Using the forum thread on investing in China below, explain in one to three sentences why Sarsfield argues for taking a gain while the bubble is still expanding instead of waiting for the top of the market.

## PASSAGE TO READ
──────────
Try here for commodities - One of many I guess.

[broken link removed]


----------



## piglet (18 Oct 2007)

I got out of China early this year, the stock market is in a bubble. Wait for it to burst and get in a cheap prices. I use JP Morgan who have a very long record in this sector from its purchase of Jardines an old British / Hong Kong stockbroker. I think active mgt is better than index tracking in inefficient markets like China.


----------



## PMU (18 Oct 2007)

Ceatharlach said:


> Try here for commodities - One of many I guess.
> 
> [broken link removed]



These are exchange traded notes and not exchange traded funds. Does anyone know exactly how ETNs work?


----------



## mercedes1 (18 Oct 2007)

Hi Piglet , have you not lost out , if you got out of China earlier this year and they have performed so strongly this year. How does one manage to invest in the JP Morgan active fund ?
I know one has to make a judgement and stick with it, but I would be gutted it I got out of China/India now and it proceeded to do 60 per cent for the next twelve months.


----------



## Sarsfield (18 Oct 2007)

mercedes1 said:


> Hi Piglet , have you not lost out , if you got out of China earlier this year and they have performed so strongly this year.


 
I'm sure piglet made a gain.  You seem to believe that selling at any time other than the top of the market is a lost opportunity.  The problem there is that you usually only see the top of the market from the other side, when you're back at the bottom.

Better to take the gain when you see the bubble expanding too rapidly, and catch the next rising tide.  Sorry for mixing metaphors


----------



## Calico (18 Oct 2007)

Sarsfield said:


> I'm sure piglet made a gain.  You seem to believe that selling at any time other than the top of the market is a lost opportunity.  The problem there is that you usually only see the top of the market from the other side, when you're back at the bottom.
> 
> Better to take the gain when you see the bubble expanding too rapidly, and catch the next rising tide.  Sorry for mixing metaphors



Chinese stock market doubled last year afaik....


----------



## Squalshy (1 Nov 2007)

piglet said:


> I got out of China early this year, the stock market is in a bubble. Wait for it to burst and get in a cheap prices. I use JP Morgan who have a very long record in this sector from its purchase of Jardines an old British / Hong Kong stockbroker. I think active mgt is better than index tracking in inefficient markets like China.


 
Just wondering how you know the chinese stock market is in a bubble? Surely a bubble is only a bubble once it bursts? Otherwise it is just a rise to a fairer level?


----------



## thomsk (1 Nov 2007)

Try researching countries economies 2/3 years before hosting olympics, the year during them, and the 2/3 years after them. Interestingly enough, the majority of countries had their best return in the third year after the games. I know that many other factors are at play with regards China at the moment- I have read that their banks are not the most solid in the world, the chinese are a nation of gamblers, etc,etc.    but it's still something to consider. Maybe leave some of your investment there for a few more months???


----------



## thomsk (1 Nov 2007)

forgot to mention....the worst year for 80% of countries economies historically....was the year that they actually hosted the olympics.


----------



## yop (1 Nov 2007)
──────────
## DATA SECTION
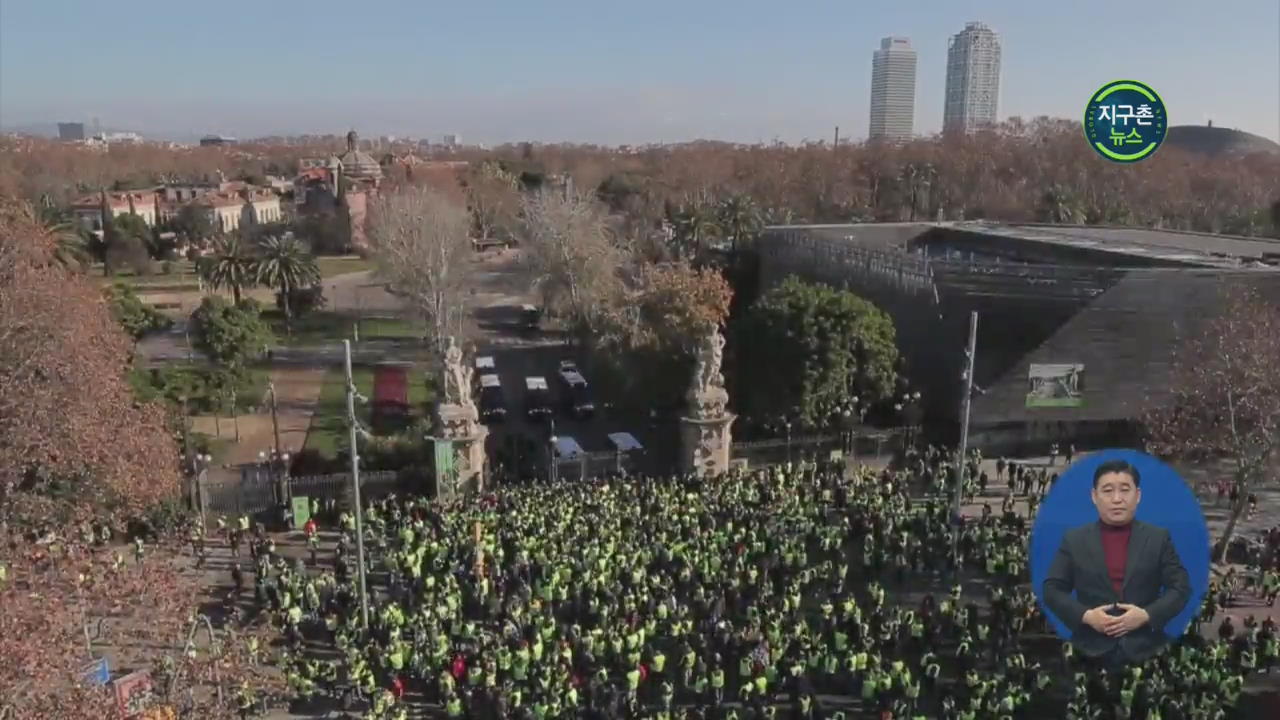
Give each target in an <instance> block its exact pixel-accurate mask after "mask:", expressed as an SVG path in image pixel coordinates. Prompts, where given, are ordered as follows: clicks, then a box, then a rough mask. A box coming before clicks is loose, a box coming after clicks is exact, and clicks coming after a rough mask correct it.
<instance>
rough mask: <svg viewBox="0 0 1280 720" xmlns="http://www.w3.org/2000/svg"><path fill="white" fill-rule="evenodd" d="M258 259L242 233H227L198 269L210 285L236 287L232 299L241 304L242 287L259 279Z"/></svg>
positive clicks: (218, 288) (215, 286)
mask: <svg viewBox="0 0 1280 720" xmlns="http://www.w3.org/2000/svg"><path fill="white" fill-rule="evenodd" d="M256 264H257V260H256V259H255V258H253V255H252V252H250V249H248V246H247V245H246V243H244V241H243V240H241V236H238V234H234V233H233V234H225V236H223V237H219V238H218V240H215V241H214V246H212V254H211V255H207V256H205V258H201V259H200V263H198V264H197V266H196V268H197V272H198V273H200V277H201V278H204V281H205V282H206V283H209V287H211V288H214V290H221V288H224V287H229V288H232V299H233V300H234V301H236V304H237V305H239V301H241V291H242V290H244V288H246V287H252V286H253V284H255V283H256V282H257V281H256V277H255V275H256Z"/></svg>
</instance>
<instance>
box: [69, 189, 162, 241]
mask: <svg viewBox="0 0 1280 720" xmlns="http://www.w3.org/2000/svg"><path fill="white" fill-rule="evenodd" d="M104 206H105V208H106V210H108V211H109V213H110V214H111V218H113V219H114V218H116V217H119V215H128V214H131V213H132V214H134V215H137V217H140V218H142V222H145V223H146V224H147V227H155V224H156V196H155V191H131V192H101V193H96V195H86V196H83V197H79V199H77V200H76V201H74V202H72V214H73V215H74V217H76V222H77V223H79V224H81V227H83V228H86V229H88V231H91V232H101V231H102V208H104Z"/></svg>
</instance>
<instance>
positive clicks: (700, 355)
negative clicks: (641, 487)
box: [681, 328, 735, 475]
mask: <svg viewBox="0 0 1280 720" xmlns="http://www.w3.org/2000/svg"><path fill="white" fill-rule="evenodd" d="M723 361H724V336H723V334H721V332H719V329H718V328H708V332H707V334H704V336H703V338H701V341H700V342H699V346H698V351H696V354H695V355H694V377H692V378H691V382H690V383H689V392H687V395H686V396H685V398H686V400H687V401H689V415H687V416H685V418H682V419H681V438H682V445H684V462H682V465H684V468H685V470H686V471H691V473H696V474H699V475H717V474H719V473H723V471H726V470H727V469H728V462H730V446H731V443H732V438H731V434H730V427H731V425H732V423H733V418H735V416H733V414H732V413H730V411H728V391H727V389H724V375H723V374H722V373H721V365H722V364H723Z"/></svg>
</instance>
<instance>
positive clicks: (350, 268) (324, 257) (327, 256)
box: [316, 255, 374, 278]
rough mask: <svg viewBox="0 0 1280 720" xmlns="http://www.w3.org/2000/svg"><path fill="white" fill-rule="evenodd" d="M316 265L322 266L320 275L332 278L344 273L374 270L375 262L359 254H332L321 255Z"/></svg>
mask: <svg viewBox="0 0 1280 720" xmlns="http://www.w3.org/2000/svg"><path fill="white" fill-rule="evenodd" d="M316 266H319V268H320V277H325V278H332V277H333V275H342V274H346V273H358V272H361V270H372V269H374V263H372V261H371V260H366V259H365V258H357V256H344V258H335V256H332V255H321V256H320V258H316Z"/></svg>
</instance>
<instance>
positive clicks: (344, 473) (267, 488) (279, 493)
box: [200, 466, 408, 516]
mask: <svg viewBox="0 0 1280 720" xmlns="http://www.w3.org/2000/svg"><path fill="white" fill-rule="evenodd" d="M406 482H407V479H406V478H402V477H401V474H399V473H396V471H393V470H380V471H371V473H361V475H360V493H361V500H365V501H366V502H367V501H370V500H376V498H379V497H385V496H387V495H390V493H393V492H401V491H404V489H408V488H406V487H404V484H406ZM282 493H283V495H282ZM200 496H201V501H202V505H204V510H205V512H211V514H215V515H250V516H253V515H259V514H262V512H269V511H271V510H274V509H275V507H278V506H279V505H280V502H283V501H284V500H285V498H287V497H294V496H305V497H311V498H316V500H321V501H323V500H333V501H337V502H338V503H339V505H340V506H349V505H351V474H348V473H337V474H332V475H303V477H289V478H284V479H283V480H280V482H278V479H276V478H275V477H274V475H273V473H271V471H270V470H268V469H262V468H256V466H255V468H242V469H241V474H239V477H238V478H230V479H224V480H207V479H204V478H202V479H201V482H200Z"/></svg>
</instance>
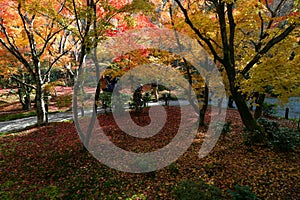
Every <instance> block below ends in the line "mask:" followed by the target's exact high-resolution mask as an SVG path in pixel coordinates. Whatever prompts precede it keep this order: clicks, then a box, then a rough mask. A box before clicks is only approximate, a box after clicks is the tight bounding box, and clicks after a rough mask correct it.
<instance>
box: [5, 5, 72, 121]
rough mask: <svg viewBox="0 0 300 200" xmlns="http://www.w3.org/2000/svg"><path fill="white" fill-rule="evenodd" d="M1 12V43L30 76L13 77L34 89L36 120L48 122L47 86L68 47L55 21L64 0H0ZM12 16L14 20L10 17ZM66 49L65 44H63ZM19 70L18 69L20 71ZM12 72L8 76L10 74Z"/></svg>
mask: <svg viewBox="0 0 300 200" xmlns="http://www.w3.org/2000/svg"><path fill="white" fill-rule="evenodd" d="M1 8H3V9H2V10H1V13H0V44H1V46H2V48H4V49H5V50H6V52H9V53H10V54H11V55H12V56H13V57H14V59H15V60H16V62H18V64H17V65H14V67H18V65H22V67H21V68H19V69H24V70H25V72H21V73H28V74H30V76H31V78H32V82H33V84H31V83H28V82H27V83H26V82H24V81H22V80H18V79H16V78H14V79H15V80H16V81H17V82H18V83H20V84H23V85H25V86H27V87H31V88H33V89H34V90H35V106H36V114H37V123H38V124H39V125H42V124H44V123H45V122H46V121H47V110H46V107H45V99H46V98H47V96H46V94H45V93H47V91H46V89H45V88H46V86H47V84H48V83H49V82H50V73H51V70H52V69H53V67H54V66H56V65H62V63H63V62H64V59H65V58H64V57H65V56H66V54H67V53H68V52H69V50H66V49H63V48H62V46H65V45H66V41H65V42H62V41H61V40H60V38H61V37H62V36H63V35H66V34H67V33H66V32H65V31H64V28H65V27H61V26H60V25H59V23H58V21H59V18H60V15H61V14H62V13H63V10H64V3H63V2H53V1H43V2H40V1H36V0H32V1H26V2H25V1H19V0H17V1H2V2H1ZM12 19H13V20H12ZM66 48H67V47H66ZM19 73H20V72H19ZM13 74H14V73H12V74H11V75H13Z"/></svg>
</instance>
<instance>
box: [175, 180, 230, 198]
mask: <svg viewBox="0 0 300 200" xmlns="http://www.w3.org/2000/svg"><path fill="white" fill-rule="evenodd" d="M173 197H174V198H175V199H180V200H189V199H191V200H197V199H203V200H206V199H207V200H213V199H216V200H220V199H224V197H223V196H222V192H221V190H220V189H219V188H217V187H215V186H213V185H209V184H206V183H204V182H203V181H202V180H199V181H196V182H194V181H192V180H186V181H182V182H181V183H180V185H179V187H177V188H175V189H174V191H173Z"/></svg>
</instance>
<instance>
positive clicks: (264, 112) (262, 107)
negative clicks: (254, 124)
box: [262, 102, 276, 116]
mask: <svg viewBox="0 0 300 200" xmlns="http://www.w3.org/2000/svg"><path fill="white" fill-rule="evenodd" d="M275 108H276V105H275V104H269V103H266V102H264V103H263V105H262V112H263V115H264V116H272V115H274V114H276V111H275Z"/></svg>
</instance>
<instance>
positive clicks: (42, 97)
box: [35, 83, 46, 126]
mask: <svg viewBox="0 0 300 200" xmlns="http://www.w3.org/2000/svg"><path fill="white" fill-rule="evenodd" d="M35 101H36V102H35V103H36V115H37V124H38V126H41V125H43V124H45V122H46V108H45V102H44V89H43V85H42V84H41V83H37V86H36V96H35Z"/></svg>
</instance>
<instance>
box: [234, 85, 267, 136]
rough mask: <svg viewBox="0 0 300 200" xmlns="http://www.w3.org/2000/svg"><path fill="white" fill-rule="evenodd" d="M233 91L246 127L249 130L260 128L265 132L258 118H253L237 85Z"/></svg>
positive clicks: (240, 113)
mask: <svg viewBox="0 0 300 200" xmlns="http://www.w3.org/2000/svg"><path fill="white" fill-rule="evenodd" d="M231 93H232V95H233V98H234V101H235V104H236V106H237V108H238V111H239V113H240V116H241V118H242V121H243V123H244V125H245V126H246V128H247V129H248V130H249V131H256V130H258V131H259V132H261V133H263V130H262V127H260V126H259V124H258V123H257V122H256V120H255V119H254V118H253V116H252V114H251V112H250V110H249V109H248V105H247V103H246V101H245V99H244V97H243V96H242V94H241V93H240V92H238V91H237V88H236V87H235V88H234V89H233V90H232V91H231Z"/></svg>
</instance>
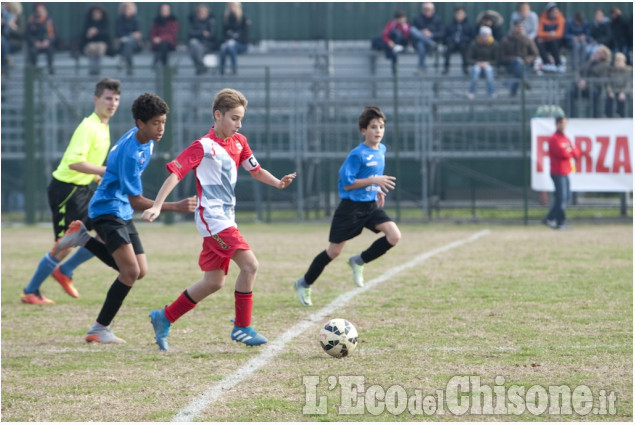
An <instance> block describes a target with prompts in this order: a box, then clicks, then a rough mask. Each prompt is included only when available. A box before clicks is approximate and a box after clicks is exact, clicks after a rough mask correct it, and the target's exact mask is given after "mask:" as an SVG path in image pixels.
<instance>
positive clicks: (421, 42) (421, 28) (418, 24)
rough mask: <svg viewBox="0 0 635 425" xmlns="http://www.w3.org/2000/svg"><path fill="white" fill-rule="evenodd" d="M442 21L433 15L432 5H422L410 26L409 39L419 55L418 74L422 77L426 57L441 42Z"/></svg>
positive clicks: (428, 3)
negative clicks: (420, 8)
mask: <svg viewBox="0 0 635 425" xmlns="http://www.w3.org/2000/svg"><path fill="white" fill-rule="evenodd" d="M444 35H445V34H444V30H443V21H442V20H441V17H440V16H439V15H437V14H436V13H434V4H433V3H429V2H426V3H422V4H421V13H420V14H419V15H418V16H417V17H416V18H415V19H414V21H413V22H412V25H411V26H410V33H409V36H410V39H411V40H412V45H413V46H414V48H415V49H417V54H418V55H419V63H418V73H419V74H420V75H422V74H423V73H425V69H426V55H427V54H428V52H429V51H431V50H435V49H436V48H437V43H439V42H441V41H442V40H443V36H444Z"/></svg>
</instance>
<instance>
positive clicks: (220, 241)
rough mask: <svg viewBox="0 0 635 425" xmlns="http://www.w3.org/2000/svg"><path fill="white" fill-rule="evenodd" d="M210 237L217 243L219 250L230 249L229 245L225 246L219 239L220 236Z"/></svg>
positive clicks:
──────────
## TASK SOLUTION
Sarsfield says you usually only see the top of the market from the other side, once prices are already back at the bottom. Holding out for the peak therefore tends to miss it. Taking the gain while the bubble grows too fast lets you catch the next rising tide.